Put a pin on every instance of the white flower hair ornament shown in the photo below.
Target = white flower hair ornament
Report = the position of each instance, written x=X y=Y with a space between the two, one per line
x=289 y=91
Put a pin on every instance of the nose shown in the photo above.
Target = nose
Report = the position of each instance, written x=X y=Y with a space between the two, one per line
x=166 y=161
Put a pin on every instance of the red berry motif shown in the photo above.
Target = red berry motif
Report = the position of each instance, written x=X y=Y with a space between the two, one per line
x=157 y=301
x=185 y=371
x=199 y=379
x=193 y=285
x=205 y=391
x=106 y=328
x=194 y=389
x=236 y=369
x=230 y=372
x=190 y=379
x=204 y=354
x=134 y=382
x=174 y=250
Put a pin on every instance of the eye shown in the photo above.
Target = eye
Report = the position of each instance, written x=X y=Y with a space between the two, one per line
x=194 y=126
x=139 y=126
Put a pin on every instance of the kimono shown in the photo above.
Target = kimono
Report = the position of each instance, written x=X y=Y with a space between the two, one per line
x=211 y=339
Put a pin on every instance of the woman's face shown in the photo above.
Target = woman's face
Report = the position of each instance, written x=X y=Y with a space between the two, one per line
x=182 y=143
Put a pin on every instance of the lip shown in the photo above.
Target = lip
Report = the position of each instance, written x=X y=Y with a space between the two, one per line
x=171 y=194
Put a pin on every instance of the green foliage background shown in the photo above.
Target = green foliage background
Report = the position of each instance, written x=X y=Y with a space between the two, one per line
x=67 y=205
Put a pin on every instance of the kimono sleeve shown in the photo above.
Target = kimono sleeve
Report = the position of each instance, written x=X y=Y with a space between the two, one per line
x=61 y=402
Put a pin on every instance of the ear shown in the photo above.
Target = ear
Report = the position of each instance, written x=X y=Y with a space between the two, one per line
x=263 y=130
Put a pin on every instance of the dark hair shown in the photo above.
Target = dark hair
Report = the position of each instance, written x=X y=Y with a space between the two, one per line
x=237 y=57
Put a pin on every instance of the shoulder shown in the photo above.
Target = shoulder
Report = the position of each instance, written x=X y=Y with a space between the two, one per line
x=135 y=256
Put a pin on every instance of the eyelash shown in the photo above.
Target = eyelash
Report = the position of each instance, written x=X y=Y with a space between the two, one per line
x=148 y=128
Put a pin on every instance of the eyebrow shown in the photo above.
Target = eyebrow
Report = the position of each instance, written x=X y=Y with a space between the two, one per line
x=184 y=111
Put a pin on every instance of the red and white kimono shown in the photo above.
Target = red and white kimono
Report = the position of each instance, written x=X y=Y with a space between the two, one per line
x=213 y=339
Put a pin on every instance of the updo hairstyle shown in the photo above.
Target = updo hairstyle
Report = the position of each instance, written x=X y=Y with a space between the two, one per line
■ ■ ■ ■ ■ ■ ■
**About this exercise:** From the records above, transcribe without alteration every line from the one with "Put a pin on every instance of the red berry" to the one with "Target = dark hair", inclusive.

**Written solution:**
Put a pin on every instance of the red berry motif shown in the photo above.
Target = red berry motif
Report = the position of each instance, written x=X y=Y with a space between the two, one per line
x=157 y=301
x=185 y=371
x=199 y=379
x=193 y=285
x=205 y=391
x=106 y=328
x=194 y=389
x=236 y=369
x=230 y=372
x=190 y=379
x=204 y=354
x=134 y=382
x=174 y=250
Put a pin on every instance of the eye shown in the photo above.
Target = eye
Report = the position of each instance, written x=X y=Y with a space between the two, one per line
x=194 y=126
x=139 y=126
Put a pin on every instance of the kimono shown in the photo above.
Target = kimono
Report = the position of each instance, written x=X y=Y with a space between the two, one per line
x=211 y=339
Put a pin on every instance of the woman's face shown in the photo above.
Target = woman's face
Report = the position of each instance, written x=X y=Y with a space between the two, one per line
x=182 y=143
Put a pin on every instance of the lip shown in the photo above.
Target = lip
Report = the position of each instance, written x=X y=Y with a space between the two, one per line
x=171 y=194
Put a pin on every instance of the green foliage background shown in the photo above.
Target = green foliage background
Report = the position of each instance, written x=X y=Y with a space between the two, one per line
x=67 y=205
Put a pin on every instance of the kimono sleeve shown in the photo above.
Target = kimono sleeve
Report = the position of each instance, written x=X y=Y with a space between the two, one per line
x=61 y=402
Put a pin on every instance of the ear shown in the photo above.
Target = ear
Report = the position of each instance, written x=X y=Y with a space between the two, one per line
x=263 y=130
Put a pin on every instance of the dark hair shown in the photo above.
Target = dark hair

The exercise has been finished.